» **Supplied material**:
━━━━━━━━━━━━━━━━
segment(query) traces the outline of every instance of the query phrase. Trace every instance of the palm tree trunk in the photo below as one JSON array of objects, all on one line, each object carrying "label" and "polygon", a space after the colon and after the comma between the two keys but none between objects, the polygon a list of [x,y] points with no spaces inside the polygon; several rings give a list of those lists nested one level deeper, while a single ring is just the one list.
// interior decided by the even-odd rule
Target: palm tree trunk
━━━━━━━━━━━━━━━━
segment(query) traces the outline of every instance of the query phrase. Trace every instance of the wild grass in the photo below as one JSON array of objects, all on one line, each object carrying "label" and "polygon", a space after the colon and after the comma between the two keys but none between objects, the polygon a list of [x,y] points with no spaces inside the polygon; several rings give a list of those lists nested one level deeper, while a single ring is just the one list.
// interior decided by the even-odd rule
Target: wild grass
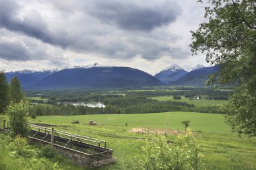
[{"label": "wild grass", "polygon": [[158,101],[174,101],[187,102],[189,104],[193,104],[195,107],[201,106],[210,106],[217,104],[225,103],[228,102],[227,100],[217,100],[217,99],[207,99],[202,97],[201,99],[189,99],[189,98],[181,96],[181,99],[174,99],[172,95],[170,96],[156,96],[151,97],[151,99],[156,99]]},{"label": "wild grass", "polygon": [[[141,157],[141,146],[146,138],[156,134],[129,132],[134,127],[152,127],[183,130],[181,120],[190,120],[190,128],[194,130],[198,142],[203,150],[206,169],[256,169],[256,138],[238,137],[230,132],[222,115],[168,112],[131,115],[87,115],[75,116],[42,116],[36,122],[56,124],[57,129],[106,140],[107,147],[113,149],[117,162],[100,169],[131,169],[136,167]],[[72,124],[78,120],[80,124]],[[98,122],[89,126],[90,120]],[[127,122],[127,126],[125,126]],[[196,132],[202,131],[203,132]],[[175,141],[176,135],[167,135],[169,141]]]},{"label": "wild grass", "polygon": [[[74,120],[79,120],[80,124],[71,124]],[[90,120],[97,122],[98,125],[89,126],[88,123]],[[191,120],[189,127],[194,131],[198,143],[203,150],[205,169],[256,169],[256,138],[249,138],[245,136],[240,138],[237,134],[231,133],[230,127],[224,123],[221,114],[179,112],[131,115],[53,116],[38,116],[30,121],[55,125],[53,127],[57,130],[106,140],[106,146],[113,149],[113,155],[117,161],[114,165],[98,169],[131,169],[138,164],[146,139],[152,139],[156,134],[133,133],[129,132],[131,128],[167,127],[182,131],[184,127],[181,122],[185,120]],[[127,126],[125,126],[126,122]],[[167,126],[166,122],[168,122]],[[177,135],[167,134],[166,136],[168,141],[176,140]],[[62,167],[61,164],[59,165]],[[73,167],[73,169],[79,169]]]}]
━━━━━━━━━━━━━━━━
» **What is asked**:
Pull out, word for word, every line from the one containing "of the palm" through the one containing "Target: palm tree trunk", both included.

» **Task result**:
segment(query) traces the outline of every instance of the query phrase. Trace every instance of the palm tree trunk in the photo below as one JSON array of objects, all on one line, each object carrying "label" and "polygon", a space after the colon and after the comma between the two keys but none between objects, the polygon a list of [x,y] points with no spaces inside the polygon; several rings give a list of those lists nested one level deeper, while a single ring is just the one list.
// interior decided by the even-odd rule
Target: palm tree trunk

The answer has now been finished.